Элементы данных

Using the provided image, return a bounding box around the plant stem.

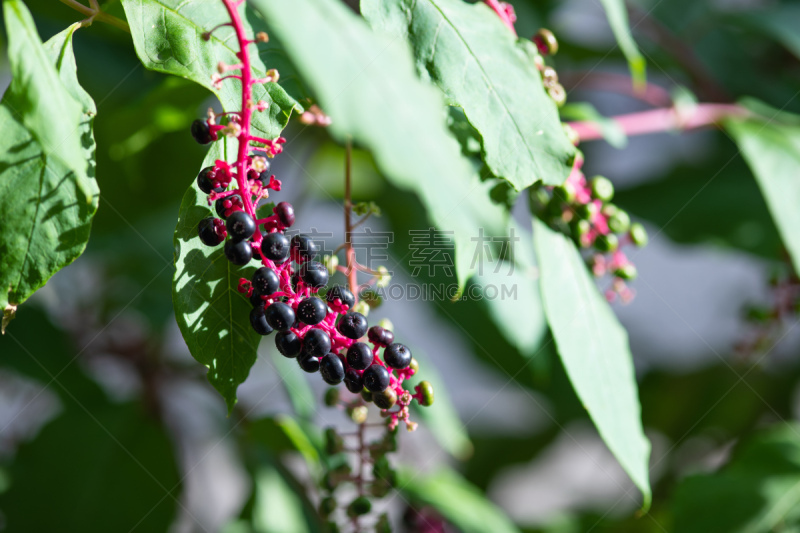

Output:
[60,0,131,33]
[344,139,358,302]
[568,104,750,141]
---
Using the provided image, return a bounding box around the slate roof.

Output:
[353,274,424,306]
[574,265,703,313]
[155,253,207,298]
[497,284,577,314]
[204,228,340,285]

ЦЕЛЬ ЗАДАНИЯ —
Подсчитайте, сколько строк в данных выше содержат слово «provided». В ответе укажите только число.

ИТОГ УПРАЖНЕНИЯ —
2